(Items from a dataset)
^^^^^^^^

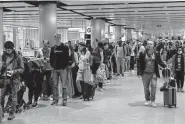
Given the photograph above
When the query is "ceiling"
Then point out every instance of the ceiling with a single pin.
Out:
(163, 15)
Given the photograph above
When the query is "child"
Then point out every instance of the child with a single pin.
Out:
(178, 69)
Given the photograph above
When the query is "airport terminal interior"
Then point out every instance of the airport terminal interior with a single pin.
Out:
(122, 99)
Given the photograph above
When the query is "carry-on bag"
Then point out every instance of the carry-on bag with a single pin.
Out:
(169, 95)
(170, 98)
(88, 91)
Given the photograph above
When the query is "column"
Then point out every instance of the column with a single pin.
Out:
(118, 34)
(98, 30)
(1, 31)
(48, 22)
(129, 34)
(15, 38)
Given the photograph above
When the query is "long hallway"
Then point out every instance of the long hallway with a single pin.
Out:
(122, 102)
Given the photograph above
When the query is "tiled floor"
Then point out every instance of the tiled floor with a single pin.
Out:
(120, 103)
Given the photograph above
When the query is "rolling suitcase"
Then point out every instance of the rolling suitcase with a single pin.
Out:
(169, 95)
(88, 91)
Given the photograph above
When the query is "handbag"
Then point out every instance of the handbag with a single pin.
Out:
(3, 70)
(88, 77)
(101, 75)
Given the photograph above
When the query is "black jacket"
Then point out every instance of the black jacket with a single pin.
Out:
(59, 57)
(142, 64)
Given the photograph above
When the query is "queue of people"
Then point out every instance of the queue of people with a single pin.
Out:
(72, 66)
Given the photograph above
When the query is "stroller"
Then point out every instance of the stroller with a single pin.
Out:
(20, 101)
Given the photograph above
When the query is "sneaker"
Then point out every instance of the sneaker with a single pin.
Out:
(34, 104)
(54, 102)
(147, 103)
(11, 116)
(154, 104)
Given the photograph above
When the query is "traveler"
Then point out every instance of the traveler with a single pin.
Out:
(148, 69)
(59, 60)
(11, 69)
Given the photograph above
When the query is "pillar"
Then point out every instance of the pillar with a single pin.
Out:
(98, 30)
(15, 38)
(118, 34)
(1, 31)
(129, 34)
(47, 22)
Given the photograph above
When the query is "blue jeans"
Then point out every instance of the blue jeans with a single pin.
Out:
(149, 80)
(55, 80)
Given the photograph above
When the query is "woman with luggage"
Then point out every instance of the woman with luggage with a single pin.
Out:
(98, 58)
(84, 66)
(178, 68)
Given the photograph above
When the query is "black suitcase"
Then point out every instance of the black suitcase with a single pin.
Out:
(170, 97)
(88, 91)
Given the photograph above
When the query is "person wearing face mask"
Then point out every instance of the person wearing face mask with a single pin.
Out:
(148, 69)
(12, 68)
(178, 69)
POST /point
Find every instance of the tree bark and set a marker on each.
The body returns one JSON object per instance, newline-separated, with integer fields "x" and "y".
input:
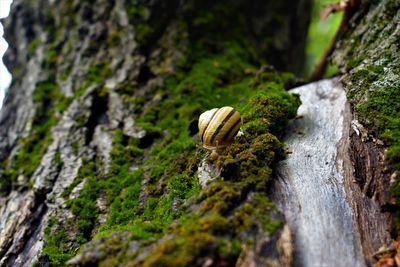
{"x": 84, "y": 73}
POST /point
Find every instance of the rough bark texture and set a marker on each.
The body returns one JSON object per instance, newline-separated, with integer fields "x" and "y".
{"x": 317, "y": 185}
{"x": 369, "y": 57}
{"x": 96, "y": 136}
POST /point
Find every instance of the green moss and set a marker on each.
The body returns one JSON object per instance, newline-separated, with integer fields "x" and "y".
{"x": 56, "y": 250}
{"x": 151, "y": 189}
{"x": 320, "y": 33}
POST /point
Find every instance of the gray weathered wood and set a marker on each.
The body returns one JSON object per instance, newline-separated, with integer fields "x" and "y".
{"x": 314, "y": 184}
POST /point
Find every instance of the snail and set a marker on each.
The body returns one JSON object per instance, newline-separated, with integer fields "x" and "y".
{"x": 218, "y": 127}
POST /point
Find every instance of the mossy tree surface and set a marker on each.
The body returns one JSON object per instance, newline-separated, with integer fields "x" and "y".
{"x": 144, "y": 206}
{"x": 369, "y": 55}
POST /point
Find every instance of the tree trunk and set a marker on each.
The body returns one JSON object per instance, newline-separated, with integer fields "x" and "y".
{"x": 98, "y": 131}
{"x": 99, "y": 156}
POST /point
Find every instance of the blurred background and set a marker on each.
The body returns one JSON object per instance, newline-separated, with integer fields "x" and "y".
{"x": 320, "y": 34}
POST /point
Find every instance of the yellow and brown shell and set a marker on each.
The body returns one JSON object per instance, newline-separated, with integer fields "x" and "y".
{"x": 218, "y": 127}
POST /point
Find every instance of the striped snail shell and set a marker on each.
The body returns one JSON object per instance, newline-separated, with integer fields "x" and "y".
{"x": 218, "y": 127}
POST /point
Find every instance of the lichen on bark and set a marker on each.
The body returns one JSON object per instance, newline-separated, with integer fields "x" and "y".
{"x": 120, "y": 88}
{"x": 368, "y": 55}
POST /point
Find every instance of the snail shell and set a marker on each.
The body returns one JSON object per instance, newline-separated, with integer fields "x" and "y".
{"x": 218, "y": 127}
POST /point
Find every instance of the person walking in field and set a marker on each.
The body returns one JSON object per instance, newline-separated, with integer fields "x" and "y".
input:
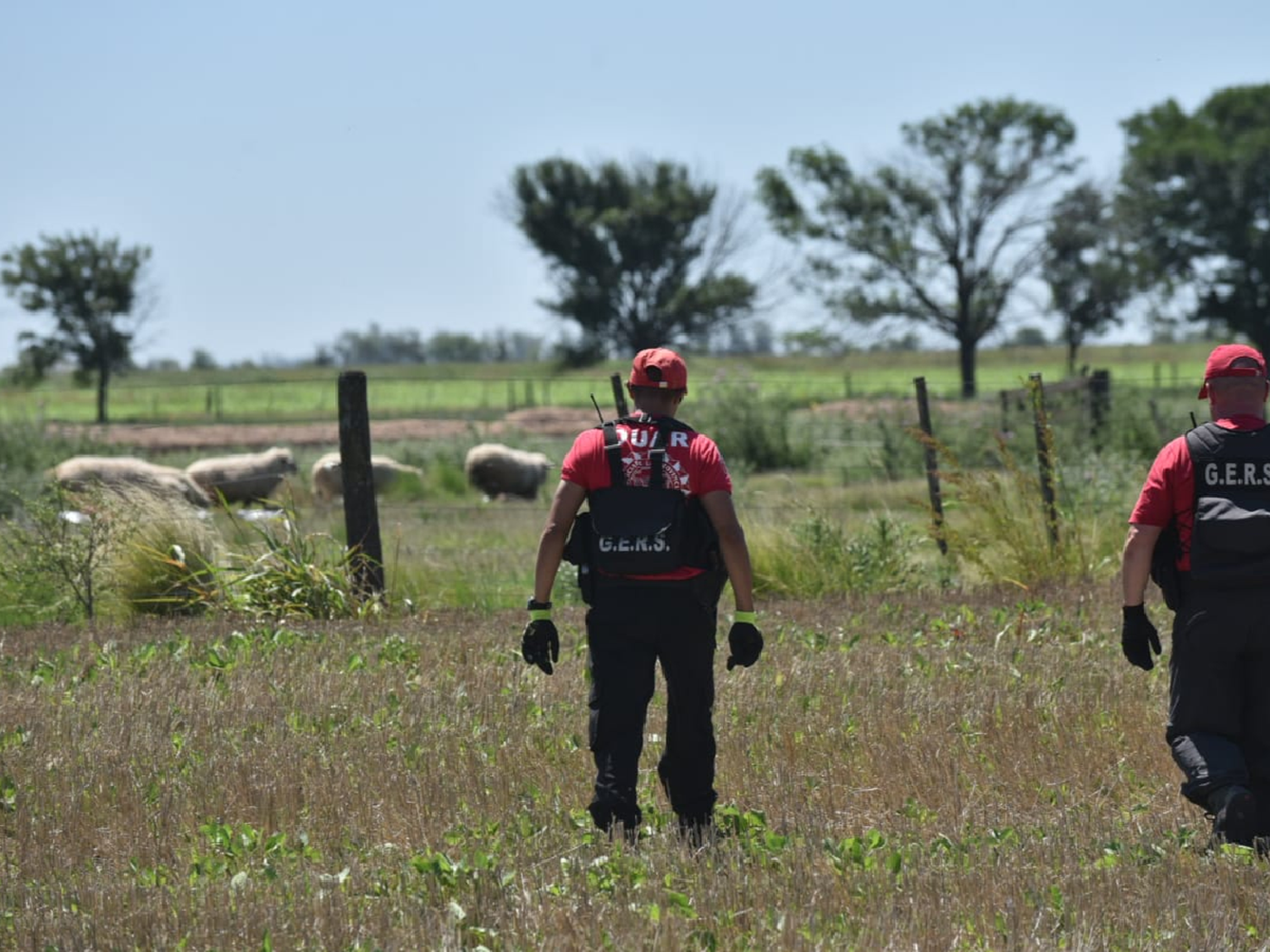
{"x": 653, "y": 550}
{"x": 1212, "y": 487}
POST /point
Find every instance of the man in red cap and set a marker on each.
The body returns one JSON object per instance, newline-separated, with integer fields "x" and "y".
{"x": 653, "y": 550}
{"x": 1201, "y": 530}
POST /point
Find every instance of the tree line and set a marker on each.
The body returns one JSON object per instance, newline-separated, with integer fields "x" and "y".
{"x": 982, "y": 201}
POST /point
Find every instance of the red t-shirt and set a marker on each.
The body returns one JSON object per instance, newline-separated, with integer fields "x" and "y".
{"x": 1170, "y": 487}
{"x": 693, "y": 466}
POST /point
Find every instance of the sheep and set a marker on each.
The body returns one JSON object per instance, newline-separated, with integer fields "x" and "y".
{"x": 328, "y": 475}
{"x": 124, "y": 472}
{"x": 498, "y": 471}
{"x": 243, "y": 477}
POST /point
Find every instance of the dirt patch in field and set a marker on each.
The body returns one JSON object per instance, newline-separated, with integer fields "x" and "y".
{"x": 541, "y": 421}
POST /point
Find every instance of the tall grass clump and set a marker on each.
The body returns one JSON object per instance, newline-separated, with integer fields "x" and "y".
{"x": 814, "y": 556}
{"x": 79, "y": 556}
{"x": 754, "y": 432}
{"x": 996, "y": 522}
{"x": 168, "y": 565}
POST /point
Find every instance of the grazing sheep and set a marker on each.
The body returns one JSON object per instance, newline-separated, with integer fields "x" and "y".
{"x": 243, "y": 477}
{"x": 129, "y": 472}
{"x": 502, "y": 471}
{"x": 328, "y": 475}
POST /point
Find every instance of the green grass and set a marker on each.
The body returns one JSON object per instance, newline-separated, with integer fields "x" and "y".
{"x": 484, "y": 390}
{"x": 978, "y": 771}
{"x": 934, "y": 751}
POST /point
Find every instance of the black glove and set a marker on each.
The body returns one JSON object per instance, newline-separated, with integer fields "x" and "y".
{"x": 1138, "y": 637}
{"x": 540, "y": 644}
{"x": 746, "y": 642}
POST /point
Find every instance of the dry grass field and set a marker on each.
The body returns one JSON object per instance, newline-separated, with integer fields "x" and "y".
{"x": 978, "y": 772}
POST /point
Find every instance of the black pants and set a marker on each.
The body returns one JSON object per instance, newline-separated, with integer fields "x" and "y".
{"x": 1219, "y": 693}
{"x": 629, "y": 630}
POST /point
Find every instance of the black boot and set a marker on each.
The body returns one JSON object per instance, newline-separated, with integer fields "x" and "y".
{"x": 1234, "y": 815}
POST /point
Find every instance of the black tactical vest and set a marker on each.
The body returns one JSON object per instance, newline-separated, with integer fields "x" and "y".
{"x": 1231, "y": 535}
{"x": 644, "y": 530}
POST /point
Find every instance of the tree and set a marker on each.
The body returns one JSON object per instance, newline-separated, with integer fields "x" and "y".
{"x": 638, "y": 254}
{"x": 1195, "y": 190}
{"x": 1085, "y": 268}
{"x": 89, "y": 287}
{"x": 942, "y": 239}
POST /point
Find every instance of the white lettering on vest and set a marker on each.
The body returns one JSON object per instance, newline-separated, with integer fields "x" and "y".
{"x": 1237, "y": 474}
{"x": 634, "y": 543}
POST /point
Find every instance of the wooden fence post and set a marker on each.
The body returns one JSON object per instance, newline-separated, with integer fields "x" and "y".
{"x": 1044, "y": 442}
{"x": 1100, "y": 405}
{"x": 361, "y": 513}
{"x": 619, "y": 395}
{"x": 932, "y": 477}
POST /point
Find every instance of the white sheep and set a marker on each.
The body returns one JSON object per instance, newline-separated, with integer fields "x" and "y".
{"x": 129, "y": 472}
{"x": 498, "y": 471}
{"x": 244, "y": 477}
{"x": 328, "y": 475}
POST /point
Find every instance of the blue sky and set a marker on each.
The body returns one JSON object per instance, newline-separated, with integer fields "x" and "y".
{"x": 301, "y": 169}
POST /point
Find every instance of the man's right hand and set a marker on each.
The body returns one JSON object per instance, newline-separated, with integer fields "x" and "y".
{"x": 540, "y": 644}
{"x": 1138, "y": 637}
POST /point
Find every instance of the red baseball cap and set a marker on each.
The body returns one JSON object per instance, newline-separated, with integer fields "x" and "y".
{"x": 1222, "y": 360}
{"x": 660, "y": 367}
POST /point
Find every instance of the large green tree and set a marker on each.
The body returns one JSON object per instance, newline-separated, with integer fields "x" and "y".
{"x": 1195, "y": 190}
{"x": 942, "y": 236}
{"x": 639, "y": 254}
{"x": 89, "y": 287}
{"x": 1085, "y": 267}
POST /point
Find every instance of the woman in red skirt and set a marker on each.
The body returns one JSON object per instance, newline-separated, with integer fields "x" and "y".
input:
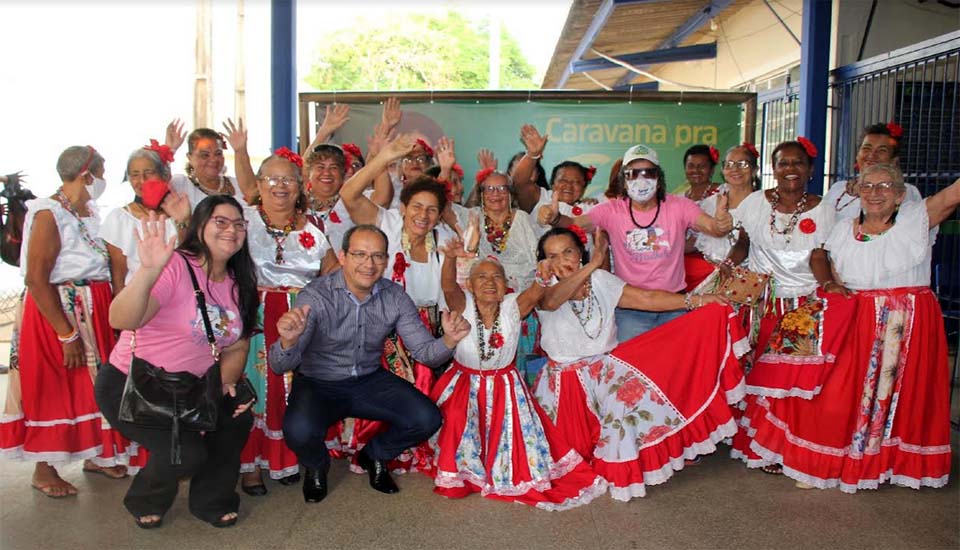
{"x": 65, "y": 335}
{"x": 495, "y": 439}
{"x": 639, "y": 411}
{"x": 882, "y": 414}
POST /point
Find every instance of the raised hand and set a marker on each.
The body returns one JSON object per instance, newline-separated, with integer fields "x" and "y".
{"x": 446, "y": 154}
{"x": 236, "y": 134}
{"x": 532, "y": 140}
{"x": 486, "y": 159}
{"x": 291, "y": 325}
{"x": 175, "y": 134}
{"x": 391, "y": 113}
{"x": 455, "y": 328}
{"x": 336, "y": 116}
{"x": 153, "y": 247}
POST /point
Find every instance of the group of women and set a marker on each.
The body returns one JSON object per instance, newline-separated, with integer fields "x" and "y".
{"x": 847, "y": 383}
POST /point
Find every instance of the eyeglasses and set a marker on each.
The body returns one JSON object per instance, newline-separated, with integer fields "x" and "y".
{"x": 419, "y": 159}
{"x": 634, "y": 173}
{"x": 879, "y": 187}
{"x": 285, "y": 181}
{"x": 379, "y": 258}
{"x": 240, "y": 226}
{"x": 737, "y": 164}
{"x": 491, "y": 189}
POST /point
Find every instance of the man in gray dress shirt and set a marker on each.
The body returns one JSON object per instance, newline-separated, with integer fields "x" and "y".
{"x": 333, "y": 340}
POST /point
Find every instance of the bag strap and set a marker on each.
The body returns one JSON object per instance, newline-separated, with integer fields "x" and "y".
{"x": 202, "y": 304}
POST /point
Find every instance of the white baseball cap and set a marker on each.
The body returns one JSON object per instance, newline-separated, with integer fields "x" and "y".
{"x": 640, "y": 151}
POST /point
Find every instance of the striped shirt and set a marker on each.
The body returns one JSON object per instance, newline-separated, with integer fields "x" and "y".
{"x": 344, "y": 335}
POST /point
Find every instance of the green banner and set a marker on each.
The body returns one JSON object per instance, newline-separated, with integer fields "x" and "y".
{"x": 589, "y": 132}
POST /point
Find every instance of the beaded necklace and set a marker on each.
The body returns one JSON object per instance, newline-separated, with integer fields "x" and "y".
{"x": 787, "y": 231}
{"x": 96, "y": 244}
{"x": 583, "y": 310}
{"x": 497, "y": 236}
{"x": 279, "y": 235}
{"x": 487, "y": 346}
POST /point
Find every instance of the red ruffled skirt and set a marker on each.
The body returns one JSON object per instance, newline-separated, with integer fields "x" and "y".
{"x": 657, "y": 400}
{"x": 265, "y": 447}
{"x": 883, "y": 412}
{"x": 497, "y": 441}
{"x": 51, "y": 414}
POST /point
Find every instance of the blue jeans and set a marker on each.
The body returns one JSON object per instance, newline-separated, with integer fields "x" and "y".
{"x": 632, "y": 322}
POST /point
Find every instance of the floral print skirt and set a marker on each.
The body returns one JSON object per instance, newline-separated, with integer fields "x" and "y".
{"x": 655, "y": 401}
{"x": 496, "y": 441}
{"x": 883, "y": 413}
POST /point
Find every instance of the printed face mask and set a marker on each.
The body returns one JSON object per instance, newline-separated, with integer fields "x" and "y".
{"x": 641, "y": 189}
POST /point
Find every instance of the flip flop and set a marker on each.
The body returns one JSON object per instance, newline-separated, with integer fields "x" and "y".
{"x": 47, "y": 490}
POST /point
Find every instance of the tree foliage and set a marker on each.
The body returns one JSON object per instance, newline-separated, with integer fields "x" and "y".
{"x": 416, "y": 52}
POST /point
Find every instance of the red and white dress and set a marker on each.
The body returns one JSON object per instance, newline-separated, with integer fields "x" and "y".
{"x": 883, "y": 413}
{"x": 495, "y": 439}
{"x": 57, "y": 419}
{"x": 638, "y": 411}
{"x": 279, "y": 283}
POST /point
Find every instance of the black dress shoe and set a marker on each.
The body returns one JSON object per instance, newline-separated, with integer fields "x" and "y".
{"x": 379, "y": 473}
{"x": 314, "y": 485}
{"x": 254, "y": 490}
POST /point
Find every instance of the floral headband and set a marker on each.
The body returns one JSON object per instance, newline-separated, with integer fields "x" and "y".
{"x": 164, "y": 152}
{"x": 285, "y": 153}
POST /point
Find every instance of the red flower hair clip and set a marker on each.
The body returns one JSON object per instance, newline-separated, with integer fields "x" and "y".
{"x": 484, "y": 174}
{"x": 306, "y": 240}
{"x": 591, "y": 171}
{"x": 896, "y": 131}
{"x": 579, "y": 232}
{"x": 164, "y": 152}
{"x": 751, "y": 148}
{"x": 285, "y": 153}
{"x": 426, "y": 147}
{"x": 808, "y": 146}
{"x": 353, "y": 150}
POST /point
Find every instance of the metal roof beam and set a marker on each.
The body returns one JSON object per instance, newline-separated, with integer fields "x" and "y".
{"x": 670, "y": 55}
{"x": 600, "y": 18}
{"x": 684, "y": 31}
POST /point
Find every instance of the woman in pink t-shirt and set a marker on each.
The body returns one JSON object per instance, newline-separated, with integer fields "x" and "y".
{"x": 647, "y": 229}
{"x": 159, "y": 307}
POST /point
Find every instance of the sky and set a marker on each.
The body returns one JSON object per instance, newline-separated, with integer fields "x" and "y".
{"x": 111, "y": 74}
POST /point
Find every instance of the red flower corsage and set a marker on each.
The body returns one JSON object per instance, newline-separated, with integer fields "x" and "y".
{"x": 808, "y": 146}
{"x": 285, "y": 153}
{"x": 352, "y": 149}
{"x": 895, "y": 129}
{"x": 166, "y": 155}
{"x": 591, "y": 171}
{"x": 306, "y": 240}
{"x": 484, "y": 174}
{"x": 579, "y": 232}
{"x": 426, "y": 147}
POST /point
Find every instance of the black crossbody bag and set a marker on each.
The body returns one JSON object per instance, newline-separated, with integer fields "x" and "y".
{"x": 155, "y": 398}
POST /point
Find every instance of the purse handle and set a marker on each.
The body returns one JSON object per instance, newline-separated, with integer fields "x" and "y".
{"x": 202, "y": 304}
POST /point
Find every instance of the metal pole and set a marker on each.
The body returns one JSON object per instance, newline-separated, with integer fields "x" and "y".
{"x": 283, "y": 72}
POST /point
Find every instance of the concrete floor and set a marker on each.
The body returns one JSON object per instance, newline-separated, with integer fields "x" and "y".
{"x": 718, "y": 504}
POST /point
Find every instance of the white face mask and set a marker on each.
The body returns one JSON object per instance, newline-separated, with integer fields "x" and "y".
{"x": 641, "y": 189}
{"x": 96, "y": 188}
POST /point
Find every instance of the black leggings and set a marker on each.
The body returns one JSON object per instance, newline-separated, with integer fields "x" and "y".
{"x": 211, "y": 460}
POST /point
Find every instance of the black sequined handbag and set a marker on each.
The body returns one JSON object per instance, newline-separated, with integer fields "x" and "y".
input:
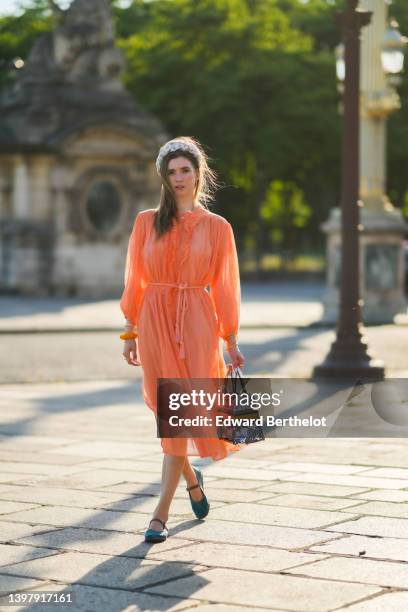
{"x": 241, "y": 423}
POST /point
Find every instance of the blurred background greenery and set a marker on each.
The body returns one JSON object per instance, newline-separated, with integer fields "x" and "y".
{"x": 255, "y": 82}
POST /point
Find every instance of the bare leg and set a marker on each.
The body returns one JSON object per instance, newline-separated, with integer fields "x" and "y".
{"x": 191, "y": 479}
{"x": 171, "y": 471}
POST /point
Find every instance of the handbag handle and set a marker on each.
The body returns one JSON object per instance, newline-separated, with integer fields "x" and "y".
{"x": 236, "y": 376}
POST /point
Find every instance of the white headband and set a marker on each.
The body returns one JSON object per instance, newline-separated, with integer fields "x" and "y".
{"x": 174, "y": 145}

^^^^^^^^

Assignment:
From the first line above to the line containing "Then point out every instance of the carry-on", repeat each line exactly. Pictures stay out.

Task output:
Given the photograph above
When the query is "ceiling"
Then point out every instance of the ceiling with a single pin.
Out:
(163, 15)
Given the photograph above
When the query is "child"
Then point out every instance of the child with a single pin.
Out:
(178, 69)
Given the photograph above
When the query is "airport terminal interior"
Then point out every instance of the airport terminal interior with a single pin.
Out:
(122, 99)
Given the photograph above
When the query is "carry-on bag"
Then point out every instance of the carry-on bag with a single pin.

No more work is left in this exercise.